**Data provided**:
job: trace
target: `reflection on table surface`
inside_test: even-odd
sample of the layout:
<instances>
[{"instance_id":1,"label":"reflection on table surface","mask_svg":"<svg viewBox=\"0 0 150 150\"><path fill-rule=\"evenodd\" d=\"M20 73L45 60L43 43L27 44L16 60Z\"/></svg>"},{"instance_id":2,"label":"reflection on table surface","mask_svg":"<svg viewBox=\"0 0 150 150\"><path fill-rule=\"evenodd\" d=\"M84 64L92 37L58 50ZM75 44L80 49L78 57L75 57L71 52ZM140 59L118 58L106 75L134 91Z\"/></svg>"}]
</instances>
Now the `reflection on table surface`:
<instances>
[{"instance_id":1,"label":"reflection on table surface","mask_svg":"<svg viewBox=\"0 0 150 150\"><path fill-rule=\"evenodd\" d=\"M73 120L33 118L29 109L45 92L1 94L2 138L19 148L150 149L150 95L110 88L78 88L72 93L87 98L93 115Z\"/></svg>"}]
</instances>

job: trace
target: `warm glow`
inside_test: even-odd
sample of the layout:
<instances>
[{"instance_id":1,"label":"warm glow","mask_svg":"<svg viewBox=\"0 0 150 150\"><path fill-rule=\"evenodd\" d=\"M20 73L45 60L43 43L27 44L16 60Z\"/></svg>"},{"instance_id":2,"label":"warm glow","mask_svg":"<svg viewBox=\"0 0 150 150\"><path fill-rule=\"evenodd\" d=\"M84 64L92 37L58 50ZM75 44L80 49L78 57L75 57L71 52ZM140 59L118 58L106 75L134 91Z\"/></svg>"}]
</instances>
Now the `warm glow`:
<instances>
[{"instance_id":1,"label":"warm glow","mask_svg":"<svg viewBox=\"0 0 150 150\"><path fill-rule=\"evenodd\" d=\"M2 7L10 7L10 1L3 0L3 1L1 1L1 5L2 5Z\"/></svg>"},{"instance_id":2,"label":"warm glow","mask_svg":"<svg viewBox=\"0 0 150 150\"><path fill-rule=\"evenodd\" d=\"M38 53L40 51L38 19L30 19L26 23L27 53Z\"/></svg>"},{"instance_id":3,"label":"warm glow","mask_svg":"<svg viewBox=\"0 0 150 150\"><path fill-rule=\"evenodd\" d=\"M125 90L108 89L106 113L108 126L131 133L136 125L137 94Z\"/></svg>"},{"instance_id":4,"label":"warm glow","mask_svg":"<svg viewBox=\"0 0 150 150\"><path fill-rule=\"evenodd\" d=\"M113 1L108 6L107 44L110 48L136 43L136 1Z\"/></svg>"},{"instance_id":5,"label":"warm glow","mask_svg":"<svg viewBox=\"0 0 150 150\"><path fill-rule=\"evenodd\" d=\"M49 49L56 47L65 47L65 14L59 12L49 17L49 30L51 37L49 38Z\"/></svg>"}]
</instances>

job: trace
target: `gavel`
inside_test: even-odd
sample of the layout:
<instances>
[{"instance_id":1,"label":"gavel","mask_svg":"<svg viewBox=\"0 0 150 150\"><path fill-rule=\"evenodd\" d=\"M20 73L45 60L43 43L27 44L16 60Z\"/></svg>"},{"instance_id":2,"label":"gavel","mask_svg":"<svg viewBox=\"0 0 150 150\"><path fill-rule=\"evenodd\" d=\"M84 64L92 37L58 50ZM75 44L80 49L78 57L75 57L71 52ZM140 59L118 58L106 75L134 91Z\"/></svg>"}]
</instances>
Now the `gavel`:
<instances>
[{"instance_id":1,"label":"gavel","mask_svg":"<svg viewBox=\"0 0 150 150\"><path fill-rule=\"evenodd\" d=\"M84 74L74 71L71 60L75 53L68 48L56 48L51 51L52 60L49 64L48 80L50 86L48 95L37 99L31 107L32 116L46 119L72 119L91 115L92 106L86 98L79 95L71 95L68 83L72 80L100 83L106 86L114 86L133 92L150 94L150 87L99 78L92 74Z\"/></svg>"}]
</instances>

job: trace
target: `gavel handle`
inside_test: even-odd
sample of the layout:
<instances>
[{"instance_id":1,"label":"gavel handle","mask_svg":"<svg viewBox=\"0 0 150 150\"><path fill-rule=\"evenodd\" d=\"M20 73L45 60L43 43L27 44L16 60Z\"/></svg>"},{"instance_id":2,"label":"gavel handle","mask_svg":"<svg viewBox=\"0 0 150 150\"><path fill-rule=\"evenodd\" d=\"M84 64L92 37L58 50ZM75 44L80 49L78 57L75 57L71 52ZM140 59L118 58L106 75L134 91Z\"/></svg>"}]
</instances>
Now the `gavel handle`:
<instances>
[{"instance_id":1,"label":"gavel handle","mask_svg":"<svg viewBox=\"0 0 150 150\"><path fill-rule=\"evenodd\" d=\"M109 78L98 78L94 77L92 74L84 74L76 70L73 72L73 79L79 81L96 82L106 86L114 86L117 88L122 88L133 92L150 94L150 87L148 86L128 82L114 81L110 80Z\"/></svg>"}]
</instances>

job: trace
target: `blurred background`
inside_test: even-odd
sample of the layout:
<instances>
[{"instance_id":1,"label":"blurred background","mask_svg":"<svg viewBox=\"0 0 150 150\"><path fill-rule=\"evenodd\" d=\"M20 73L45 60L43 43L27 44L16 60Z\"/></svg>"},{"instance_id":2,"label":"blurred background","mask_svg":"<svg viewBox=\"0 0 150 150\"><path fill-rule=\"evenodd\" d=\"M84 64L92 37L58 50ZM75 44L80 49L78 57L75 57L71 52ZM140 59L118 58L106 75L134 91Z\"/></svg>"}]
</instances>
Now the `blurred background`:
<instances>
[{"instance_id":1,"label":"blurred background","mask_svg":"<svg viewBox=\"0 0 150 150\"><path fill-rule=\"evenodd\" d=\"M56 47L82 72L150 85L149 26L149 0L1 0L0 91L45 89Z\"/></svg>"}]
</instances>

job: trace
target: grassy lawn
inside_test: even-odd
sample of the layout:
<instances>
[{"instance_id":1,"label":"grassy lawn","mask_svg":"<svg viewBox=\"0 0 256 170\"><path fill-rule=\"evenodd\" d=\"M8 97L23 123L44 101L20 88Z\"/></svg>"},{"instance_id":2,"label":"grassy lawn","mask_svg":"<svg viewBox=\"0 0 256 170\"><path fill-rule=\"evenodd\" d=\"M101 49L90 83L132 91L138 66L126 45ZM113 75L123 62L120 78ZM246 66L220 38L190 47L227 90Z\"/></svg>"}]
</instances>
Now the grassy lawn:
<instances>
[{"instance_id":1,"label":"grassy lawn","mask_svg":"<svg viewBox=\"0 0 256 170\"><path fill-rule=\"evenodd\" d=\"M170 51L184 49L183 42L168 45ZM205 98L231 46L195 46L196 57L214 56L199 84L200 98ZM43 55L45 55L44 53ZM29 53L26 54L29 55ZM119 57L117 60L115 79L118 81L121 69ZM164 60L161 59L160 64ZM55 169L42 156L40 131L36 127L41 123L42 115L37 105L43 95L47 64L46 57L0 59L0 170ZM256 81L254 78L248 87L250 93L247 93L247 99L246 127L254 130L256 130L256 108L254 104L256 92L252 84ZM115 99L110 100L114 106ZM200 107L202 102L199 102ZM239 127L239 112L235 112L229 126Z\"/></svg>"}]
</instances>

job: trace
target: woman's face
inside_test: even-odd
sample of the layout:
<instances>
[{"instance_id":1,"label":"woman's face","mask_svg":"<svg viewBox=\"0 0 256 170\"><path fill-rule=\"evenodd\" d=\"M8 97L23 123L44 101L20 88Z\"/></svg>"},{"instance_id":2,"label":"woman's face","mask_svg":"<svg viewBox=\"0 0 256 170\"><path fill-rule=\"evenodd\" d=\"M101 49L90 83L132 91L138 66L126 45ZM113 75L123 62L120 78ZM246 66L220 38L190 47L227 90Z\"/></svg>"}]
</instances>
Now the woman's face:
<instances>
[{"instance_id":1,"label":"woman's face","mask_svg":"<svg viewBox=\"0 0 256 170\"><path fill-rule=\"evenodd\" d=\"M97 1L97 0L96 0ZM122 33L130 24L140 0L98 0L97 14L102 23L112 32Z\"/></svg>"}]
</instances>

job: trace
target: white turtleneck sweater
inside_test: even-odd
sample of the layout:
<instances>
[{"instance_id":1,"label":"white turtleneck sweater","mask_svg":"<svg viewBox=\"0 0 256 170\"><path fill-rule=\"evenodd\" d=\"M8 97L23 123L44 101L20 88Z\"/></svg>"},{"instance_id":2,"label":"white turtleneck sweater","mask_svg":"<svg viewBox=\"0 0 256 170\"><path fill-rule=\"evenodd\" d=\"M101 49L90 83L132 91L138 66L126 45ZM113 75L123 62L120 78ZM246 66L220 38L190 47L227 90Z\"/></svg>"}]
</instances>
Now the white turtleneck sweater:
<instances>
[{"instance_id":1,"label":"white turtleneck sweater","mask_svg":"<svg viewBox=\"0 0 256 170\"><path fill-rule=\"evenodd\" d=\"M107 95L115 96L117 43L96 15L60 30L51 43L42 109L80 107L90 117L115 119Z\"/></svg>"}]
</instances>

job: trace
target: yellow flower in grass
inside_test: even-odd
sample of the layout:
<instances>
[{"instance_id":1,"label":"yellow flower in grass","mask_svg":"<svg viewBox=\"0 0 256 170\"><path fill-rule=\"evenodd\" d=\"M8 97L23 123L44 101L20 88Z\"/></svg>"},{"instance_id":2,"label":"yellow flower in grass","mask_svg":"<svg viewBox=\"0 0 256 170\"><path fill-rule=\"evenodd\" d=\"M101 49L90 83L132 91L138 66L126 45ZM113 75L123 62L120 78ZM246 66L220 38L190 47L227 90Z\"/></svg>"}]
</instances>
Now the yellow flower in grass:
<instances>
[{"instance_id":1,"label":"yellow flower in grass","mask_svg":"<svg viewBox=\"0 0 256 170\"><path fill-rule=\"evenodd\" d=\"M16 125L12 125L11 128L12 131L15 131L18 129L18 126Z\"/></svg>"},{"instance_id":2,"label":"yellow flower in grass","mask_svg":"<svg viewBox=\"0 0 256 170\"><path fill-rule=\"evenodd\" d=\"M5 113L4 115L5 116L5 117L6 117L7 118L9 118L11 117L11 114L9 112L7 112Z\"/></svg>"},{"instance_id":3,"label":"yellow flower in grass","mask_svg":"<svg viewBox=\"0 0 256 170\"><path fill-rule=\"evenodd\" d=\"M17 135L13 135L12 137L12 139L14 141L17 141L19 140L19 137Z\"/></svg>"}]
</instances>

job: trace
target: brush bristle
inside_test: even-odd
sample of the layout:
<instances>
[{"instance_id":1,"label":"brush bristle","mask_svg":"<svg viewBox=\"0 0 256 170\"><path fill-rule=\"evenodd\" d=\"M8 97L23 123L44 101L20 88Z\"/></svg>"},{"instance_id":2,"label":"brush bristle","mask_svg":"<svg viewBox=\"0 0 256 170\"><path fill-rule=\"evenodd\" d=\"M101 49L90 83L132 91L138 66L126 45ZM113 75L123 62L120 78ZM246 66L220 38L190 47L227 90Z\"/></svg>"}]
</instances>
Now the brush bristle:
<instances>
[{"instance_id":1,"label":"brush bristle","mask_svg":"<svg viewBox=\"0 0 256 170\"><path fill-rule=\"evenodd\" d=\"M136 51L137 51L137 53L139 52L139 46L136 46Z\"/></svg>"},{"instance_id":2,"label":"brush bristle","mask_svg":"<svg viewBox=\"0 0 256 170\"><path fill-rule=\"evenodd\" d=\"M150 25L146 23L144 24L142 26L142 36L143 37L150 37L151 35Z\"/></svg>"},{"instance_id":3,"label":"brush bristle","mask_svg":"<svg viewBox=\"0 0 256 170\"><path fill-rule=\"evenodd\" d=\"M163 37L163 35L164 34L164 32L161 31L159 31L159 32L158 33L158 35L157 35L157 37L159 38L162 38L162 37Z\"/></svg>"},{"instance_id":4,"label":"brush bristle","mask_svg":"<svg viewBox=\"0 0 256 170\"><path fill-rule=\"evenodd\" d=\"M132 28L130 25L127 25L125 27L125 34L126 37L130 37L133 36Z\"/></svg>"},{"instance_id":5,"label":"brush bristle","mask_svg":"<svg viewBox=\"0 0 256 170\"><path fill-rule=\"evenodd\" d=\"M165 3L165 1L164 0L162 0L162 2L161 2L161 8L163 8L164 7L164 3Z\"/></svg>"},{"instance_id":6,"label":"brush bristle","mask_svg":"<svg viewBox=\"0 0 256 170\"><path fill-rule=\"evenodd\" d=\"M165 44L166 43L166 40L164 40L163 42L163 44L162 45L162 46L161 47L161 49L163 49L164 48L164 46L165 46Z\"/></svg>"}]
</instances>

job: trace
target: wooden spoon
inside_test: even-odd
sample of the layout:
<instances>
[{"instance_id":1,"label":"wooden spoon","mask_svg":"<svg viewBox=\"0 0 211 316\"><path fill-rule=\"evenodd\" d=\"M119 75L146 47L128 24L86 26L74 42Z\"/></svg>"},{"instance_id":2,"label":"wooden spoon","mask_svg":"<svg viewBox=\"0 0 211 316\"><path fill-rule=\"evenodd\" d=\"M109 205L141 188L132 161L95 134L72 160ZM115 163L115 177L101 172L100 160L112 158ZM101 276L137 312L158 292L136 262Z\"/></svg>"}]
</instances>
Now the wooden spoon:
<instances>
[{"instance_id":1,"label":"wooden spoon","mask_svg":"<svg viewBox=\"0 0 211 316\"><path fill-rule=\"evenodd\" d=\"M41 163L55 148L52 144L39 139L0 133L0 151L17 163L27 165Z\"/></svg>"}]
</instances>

**Requirement**:
List every line of the material above that contains the word "target". Case counts.

**Exercise answer**:
target: `reflection on table surface`
target: `warm glow`
target: `gavel`
target: `gavel handle`
target: `blurred background`
target: grassy lawn
target: woman's face
target: white turtleneck sweater
target: yellow flower in grass
target: brush bristle
target: wooden spoon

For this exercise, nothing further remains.